** Opening Passage block **

The Easter/Passover break state lawmakers began Tuesday usually signals the halfway point of the Minnesota Legislature’s session. But this year, there are signs that lawmakers could be calling it quits early so they can get started on their 2010 election campaigns.
Consider: The Legislature has already passed and Gov. Tim Pawlenty signed (with line-item vetoes) a bonding bill, the traditional reason for having a session on even-numbered years.
Of course, there’s a $1 billion deficit for the current state budget cycle to deal with, but lawmakers on Monday passed a budget bill that Pawlenty said he’ll sign that eliminates about one-third of that deficit (as long as you squint and don’t count the federal dollars they’re banking on that haven’t been approved yet or the one-time money and shifts they chastised Pawlenty for using in past years.
After passing the General Assistance Medical Care fix their DFL constituencies wanted and seeing Pawlenty veto it, DFL lawmakers found common ground with Pawlenty to keep the program going in a stripped-down fashion for another year or so.

** Closing Passage block **

- [Exercise prompt]: Reproduce the entire passage above about the Minnesota Legislature's session, word for word and with nothing left out.

** Opening Extracted data block **

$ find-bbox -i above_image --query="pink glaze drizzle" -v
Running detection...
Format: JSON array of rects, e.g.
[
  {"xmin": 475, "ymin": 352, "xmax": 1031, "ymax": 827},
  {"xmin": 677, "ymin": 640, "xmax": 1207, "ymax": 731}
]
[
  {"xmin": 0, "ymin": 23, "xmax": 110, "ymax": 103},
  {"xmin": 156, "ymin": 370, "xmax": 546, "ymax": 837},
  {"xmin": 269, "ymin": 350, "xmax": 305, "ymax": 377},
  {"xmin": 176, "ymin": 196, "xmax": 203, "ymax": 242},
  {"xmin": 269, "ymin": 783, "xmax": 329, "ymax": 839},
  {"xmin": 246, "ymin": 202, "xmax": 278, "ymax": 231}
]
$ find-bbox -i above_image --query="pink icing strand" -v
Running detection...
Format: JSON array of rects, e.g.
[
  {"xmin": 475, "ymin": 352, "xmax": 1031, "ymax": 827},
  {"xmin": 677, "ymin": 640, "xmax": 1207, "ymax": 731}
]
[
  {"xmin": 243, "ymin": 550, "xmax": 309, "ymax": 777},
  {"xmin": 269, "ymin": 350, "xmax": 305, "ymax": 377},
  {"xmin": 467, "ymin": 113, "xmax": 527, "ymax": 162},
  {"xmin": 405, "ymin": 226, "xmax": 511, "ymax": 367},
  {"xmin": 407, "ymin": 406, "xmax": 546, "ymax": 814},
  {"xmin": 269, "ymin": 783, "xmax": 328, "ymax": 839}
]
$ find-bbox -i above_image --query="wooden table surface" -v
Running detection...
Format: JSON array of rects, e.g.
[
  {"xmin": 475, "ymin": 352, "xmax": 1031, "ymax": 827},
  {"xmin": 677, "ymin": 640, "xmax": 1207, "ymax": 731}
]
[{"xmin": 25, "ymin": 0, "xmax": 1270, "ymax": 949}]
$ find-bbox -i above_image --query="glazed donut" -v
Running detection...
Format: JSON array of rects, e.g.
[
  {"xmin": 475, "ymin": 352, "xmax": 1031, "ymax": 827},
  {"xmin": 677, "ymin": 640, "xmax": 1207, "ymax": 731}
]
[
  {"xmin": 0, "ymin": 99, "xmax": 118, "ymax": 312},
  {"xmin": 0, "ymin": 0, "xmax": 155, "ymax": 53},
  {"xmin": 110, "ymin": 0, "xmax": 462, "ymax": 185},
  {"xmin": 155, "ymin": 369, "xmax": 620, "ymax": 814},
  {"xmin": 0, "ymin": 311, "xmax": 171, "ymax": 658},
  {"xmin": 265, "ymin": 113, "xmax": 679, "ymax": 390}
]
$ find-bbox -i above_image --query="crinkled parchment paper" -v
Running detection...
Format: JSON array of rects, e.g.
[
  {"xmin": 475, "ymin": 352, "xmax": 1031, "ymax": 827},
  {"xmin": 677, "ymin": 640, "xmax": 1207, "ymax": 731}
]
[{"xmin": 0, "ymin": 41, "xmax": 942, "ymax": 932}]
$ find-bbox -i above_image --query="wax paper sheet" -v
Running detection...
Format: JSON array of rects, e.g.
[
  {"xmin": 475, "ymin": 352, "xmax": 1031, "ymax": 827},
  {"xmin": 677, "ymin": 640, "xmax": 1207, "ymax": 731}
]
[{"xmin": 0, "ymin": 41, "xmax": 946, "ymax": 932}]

** Closing Extracted data block **

- [Response to the task]:
The Easter/Passover break state lawmakers began Tuesday usually signals the halfway point of the Minnesota Legislature’s session. But this year, there are signs that lawmakers could be calling it quits early so they can get started on their 2010 election campaigns.
Consider: The Legislature has already passed and Gov. Tim Pawlenty signed (with line-item vetoes) a bonding bill, the traditional reason for having a session on even-numbered years.
Of course, there’s a $1 billion deficit for the current state budget cycle to deal with, but lawmakers on Monday passed a budget bill that Pawlenty said he’ll sign that eliminates about one-third of that deficit (as long as you squint and don’t count the federal dollars they’re banking on that haven’t been approved yet or the one-time money and shifts they chastised Pawlenty for using in past years.
After passing the General Assistance Medical Care fix their DFL constituencies wanted and seeing Pawlenty veto it, DFL lawmakers found common ground with Pawlenty to keep the program going in a stripped-down fashion for another year or so.